Exercise material:
══════════

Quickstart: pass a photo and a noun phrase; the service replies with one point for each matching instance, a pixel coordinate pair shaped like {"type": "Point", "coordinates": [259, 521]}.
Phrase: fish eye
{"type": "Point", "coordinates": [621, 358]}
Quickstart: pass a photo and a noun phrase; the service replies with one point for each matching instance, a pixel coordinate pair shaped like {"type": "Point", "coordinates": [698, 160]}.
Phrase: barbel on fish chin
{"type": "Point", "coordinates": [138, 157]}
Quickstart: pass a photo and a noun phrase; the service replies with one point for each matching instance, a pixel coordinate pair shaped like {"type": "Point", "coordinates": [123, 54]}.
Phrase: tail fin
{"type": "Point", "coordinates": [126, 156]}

══════════

Set exercise:
Reproduce all of the records above line for line, without changing a single character.

Solution:
Quickstart: pass a photo and a noun phrase; the service replies with one point for each matching instance, a pixel coordinate pair shaped like {"type": "Point", "coordinates": [259, 521]}.
Phrase: fish eye
{"type": "Point", "coordinates": [621, 358]}
Quickstart: pass a photo and a noun phrase; the service replies with one point for each matching instance, a pixel coordinate pair shaped like {"type": "Point", "coordinates": [698, 160]}.
Phrase: barbel on fish chin
{"type": "Point", "coordinates": [138, 157]}
Quickstart: pass a photo and a noun phrase; the service replies with one point for each matching instance, a pixel coordinate pair shaped like {"type": "Point", "coordinates": [123, 54]}.
Phrase: tail fin
{"type": "Point", "coordinates": [126, 156]}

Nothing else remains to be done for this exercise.